Медленно-медленно копится в небе гроза, но молния сверкнет вдруг; внутренние очи сердца открываются у человека Иисуса медленно, но совсем открылись – увидели – вдруг.
XXVIII
«Он уходил в пустынные места и молился» (Лк. 5,15.) – «На гору взошел помолиться наедине, и вечером оставался там один» (Мт. 14, 23.) – «Утром, встав весьма рано, когда еще было темно, вышел (из дома) и удалился в пустынное место, и там молился» (Мк. 1, 35.) – «На гору взошел и пробыл всю ночь в молитве» (Лк. 6, 12.)
Сколько таких нагорных молитв в Евангелии! Если в жизни явной, то, вероятно, и в тайной, уходил Он молиться в пустыни и на горы, – может быть, еще в те дни, когда пас овец в Назарете, двенадцатилетним отроком.
И вот, пишется невольно, в сердце нашем, рядом с Евангелием явным, тайное, – не в новом, а в древнем, вечном смысле.
Стадо черных коз водит Пастушок из Назарета на злачные пажити горных лугов Галилеи.

★ ★ ★

» **ВЫПОЛНИТЕ ЗАДАНИЯ**
1. Повторите из текста о молитвах Иисуса фрагмент, который начинается со слов «Сколько таких нагорных» и заканчивается словами «древнем, вечном смысле.».
2. Подхватите текст о молитвах Иисуса и продолжите его после последнего предложения.

» **БЛОК ДАННЫХ**
★ ★ ★

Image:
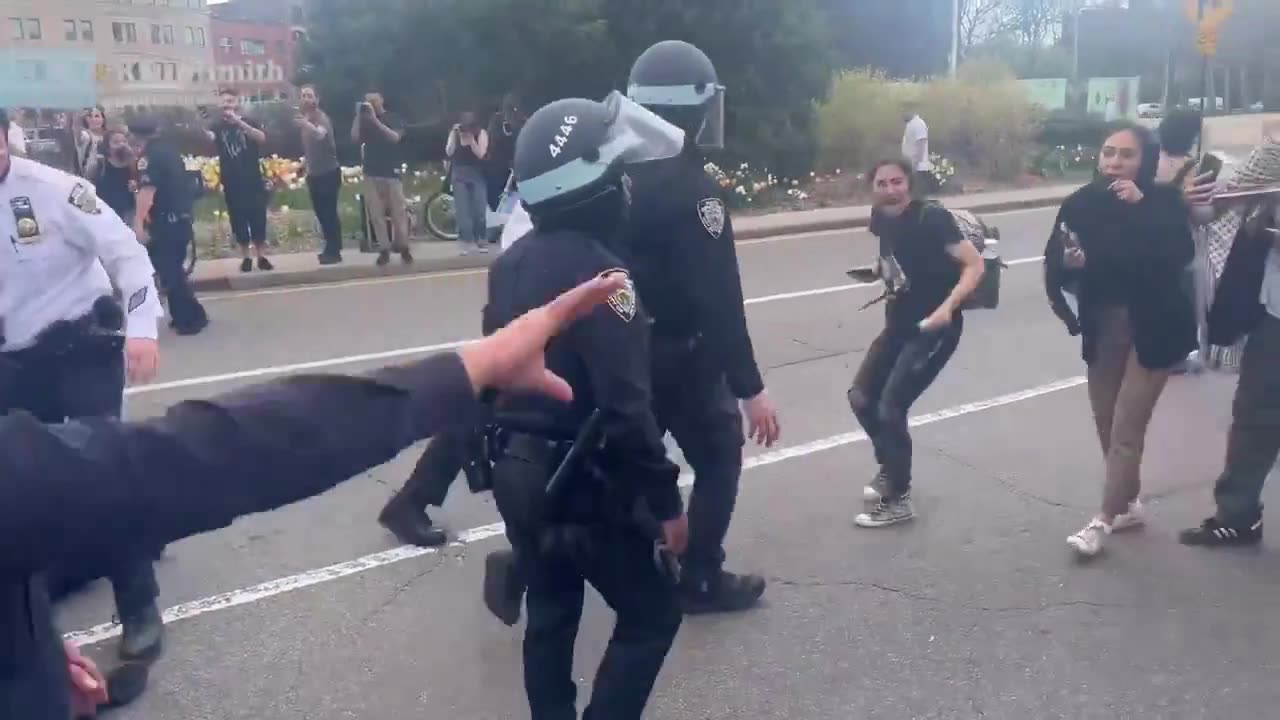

★ ★ ★

» **ОТВЕТЫ ПО ПОРЯДКУ**
1.
Сколько таких нагорных молитв в Евангелии! Если в жизни явной, то, вероятно, и в тайной, уходил Он молиться в пустыни и на горы, – может быть, еще в те дни, когда пас овец в Назарете, двенадцатилетним отроком.
И вот, пишется невольно, в сердце нашем, рядом с Евангелием явным, тайное, – не в новом, а в древнем, вечном смысле.

2.
Слишком для Него высок, должно быть, отцовский, из белого акацийного дерева, немного в середине от потной руки потемневший, загнутый кверху крючком, пастуший посох. Бедные, на голых, загорелых ножках, стоптанные, из пальмовых листьев плетенные, тоже для Него слишком большие, должно быть, отцовские, лапотки-сандалийки, с ремешками истертыми, – один, почти оторванный, мотается сбоку; надо бы починить или совсем оторвать, да все забывает. Некогда ярко-голубой, с желтыми полосками, но давно уже на солнце выцветший, серый, шерстяной платок на голове, стянутый шнурком так, что лежит гладко-кругло на темени и падает на спину прямыми длинными складками, – головной убор пастухов, незапамятно-древний, может быть, еще дней Авраамовых, когда первые пастухи-кочевники пришли из Сенаара в Ханаан.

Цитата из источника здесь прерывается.